[Text provided]:
-=-=-

Plaintiff, only thirty-six at the time of the crash, suffered numerous physical injuries, some of which have left residuals. (1) He fractured seven ribs leaving, on healing, a chronic and painful dislocation in the chest. (2) His head, hands and ears were burned and frostbitten, leaving his right hand permanently scarred, and thin skin on parts of his hands and ears. (3) There is serious lung damage; he has a persistent cough. (4) There is a slight depression near the upper portion of his scalp. (5) Because of a nerve involvement, he has *578 a 25 percent decrease in sensitivity in the left anterior side of his thigh. (6) He cannot live in places of cold temperature. (7) He suffers mentally, having nightmares, and in the words of Dr. Henderson, such persons (who have had injuries and exposures such as this) "cannot add as readily; they forget things and so on; and are not as sharp."

In the end of the jury must have included in the award a considerable sum for pain and suffering as distinguished from personal injuries and disabilities in connection therewith. That the jury should have done so here is entirely reasonable. There was excruciating pain not only during the initial fourteen-hour ordeal but throughout the hospitalization and the transfer to Milwaukee. Further pain and suffering occurred throughout the recuperation and still occurs. In view of the entire record we must conclude that the award is reasonable.

-=-=-

[Available data]:
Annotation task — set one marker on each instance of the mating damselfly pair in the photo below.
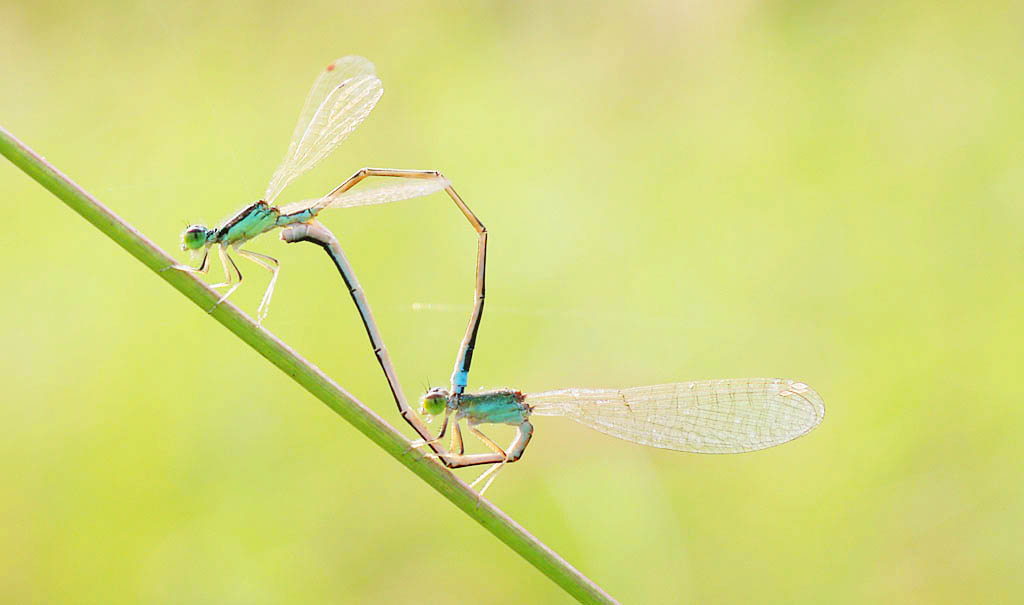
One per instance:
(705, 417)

-=-=-

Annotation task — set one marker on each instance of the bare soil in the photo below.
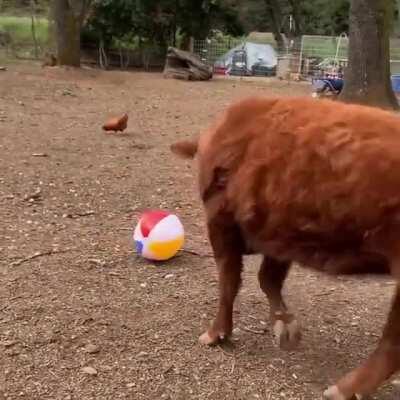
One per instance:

-=-=-

[Task brief]: In the text about the plaintiff's injuries, how long did the initial ordeal last?

[Response to this exercise]: Fourteen hours.